━━━ Input for this task

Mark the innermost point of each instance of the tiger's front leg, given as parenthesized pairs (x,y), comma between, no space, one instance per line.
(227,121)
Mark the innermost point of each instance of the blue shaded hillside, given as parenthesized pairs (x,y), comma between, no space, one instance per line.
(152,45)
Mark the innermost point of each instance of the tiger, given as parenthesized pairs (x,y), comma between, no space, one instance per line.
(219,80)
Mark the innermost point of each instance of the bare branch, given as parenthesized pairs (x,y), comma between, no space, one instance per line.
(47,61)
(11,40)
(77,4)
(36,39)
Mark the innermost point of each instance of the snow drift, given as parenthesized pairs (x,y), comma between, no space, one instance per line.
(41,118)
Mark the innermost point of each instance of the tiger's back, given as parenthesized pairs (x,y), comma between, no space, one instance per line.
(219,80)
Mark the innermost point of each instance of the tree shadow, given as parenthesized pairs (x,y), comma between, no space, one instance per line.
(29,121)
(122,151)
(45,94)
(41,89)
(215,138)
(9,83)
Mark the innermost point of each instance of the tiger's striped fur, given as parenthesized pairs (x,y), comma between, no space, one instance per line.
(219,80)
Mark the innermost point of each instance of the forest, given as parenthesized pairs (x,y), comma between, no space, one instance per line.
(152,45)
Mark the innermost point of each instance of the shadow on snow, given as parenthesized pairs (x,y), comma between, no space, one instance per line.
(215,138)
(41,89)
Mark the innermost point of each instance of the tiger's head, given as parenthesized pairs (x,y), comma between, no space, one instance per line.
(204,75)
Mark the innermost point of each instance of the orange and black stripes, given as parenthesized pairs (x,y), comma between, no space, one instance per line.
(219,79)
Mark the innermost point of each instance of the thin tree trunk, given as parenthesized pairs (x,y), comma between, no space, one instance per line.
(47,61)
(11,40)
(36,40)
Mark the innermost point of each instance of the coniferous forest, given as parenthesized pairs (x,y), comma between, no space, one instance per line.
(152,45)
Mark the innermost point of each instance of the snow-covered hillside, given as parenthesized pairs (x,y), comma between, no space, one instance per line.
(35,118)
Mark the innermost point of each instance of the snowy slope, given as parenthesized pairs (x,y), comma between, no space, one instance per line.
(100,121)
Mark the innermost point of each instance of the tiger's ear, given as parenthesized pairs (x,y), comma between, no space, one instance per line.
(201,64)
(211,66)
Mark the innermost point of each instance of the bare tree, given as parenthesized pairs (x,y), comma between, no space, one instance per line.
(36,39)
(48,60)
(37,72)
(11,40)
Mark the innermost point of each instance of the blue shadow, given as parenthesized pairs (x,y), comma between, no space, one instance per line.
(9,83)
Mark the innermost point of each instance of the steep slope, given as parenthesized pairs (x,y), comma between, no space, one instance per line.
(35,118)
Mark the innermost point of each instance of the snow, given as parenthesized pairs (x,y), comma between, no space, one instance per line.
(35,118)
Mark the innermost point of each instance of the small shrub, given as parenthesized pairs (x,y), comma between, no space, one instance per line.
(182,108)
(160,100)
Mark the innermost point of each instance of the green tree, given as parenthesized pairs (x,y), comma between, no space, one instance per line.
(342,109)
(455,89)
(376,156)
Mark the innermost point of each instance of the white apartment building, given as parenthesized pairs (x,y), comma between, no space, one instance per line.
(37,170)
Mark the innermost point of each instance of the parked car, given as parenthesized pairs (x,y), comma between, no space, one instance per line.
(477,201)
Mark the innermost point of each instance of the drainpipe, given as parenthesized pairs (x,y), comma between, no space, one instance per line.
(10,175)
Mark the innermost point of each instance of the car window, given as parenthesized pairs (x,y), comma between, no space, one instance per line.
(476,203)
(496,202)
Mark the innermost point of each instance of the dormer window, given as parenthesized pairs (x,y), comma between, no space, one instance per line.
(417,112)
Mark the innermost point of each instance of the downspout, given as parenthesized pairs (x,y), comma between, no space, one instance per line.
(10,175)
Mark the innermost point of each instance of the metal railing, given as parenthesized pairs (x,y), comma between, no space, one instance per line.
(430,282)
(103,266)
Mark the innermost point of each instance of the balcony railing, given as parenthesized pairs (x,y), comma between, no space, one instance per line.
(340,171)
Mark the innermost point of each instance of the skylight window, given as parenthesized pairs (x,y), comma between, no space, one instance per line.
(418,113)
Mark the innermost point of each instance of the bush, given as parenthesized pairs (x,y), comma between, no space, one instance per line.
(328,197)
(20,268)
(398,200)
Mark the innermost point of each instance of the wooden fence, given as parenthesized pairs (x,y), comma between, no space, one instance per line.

━━━━━━

» What you have to do
Could you reproduce, exactly as written, the lines running from the one with "Mark the innermost point of each instance of the dormer" to the end of the entries above?

» Result of this task
Mark the innermost point of each instance of the dormer window, given as parenthesized pairs (x,y), comma between, no space, one instance per line.
(417,112)
Mark the innermost point of each instance of the downspout, given as parenthesized pairs (x,y), comma between, no space, one instance per line.
(10,175)
Mark the innermost point of each instance of the metal railing, given as parenthesized pairs (x,y), comma between, no space, one instance per line.
(430,282)
(103,266)
Mark the innermost point of each instance of the balcony railing, given as parenthesized pairs (x,y), comma between, no space, one instance per line.
(340,171)
Mark the innermost point of each instance of the skylight window, given as parenthesized pairs (x,y), comma between, no space, one instance per line.
(418,113)
Mark the innermost point of each instance of the bush, given as parenthesized pairs (x,y), comma between, no space, one instance per line.
(328,197)
(20,268)
(398,200)
Mark the innermost point of each instance of the wooden fence, given as parenthesized pairs (x,y), comma between, no space, one instance per line.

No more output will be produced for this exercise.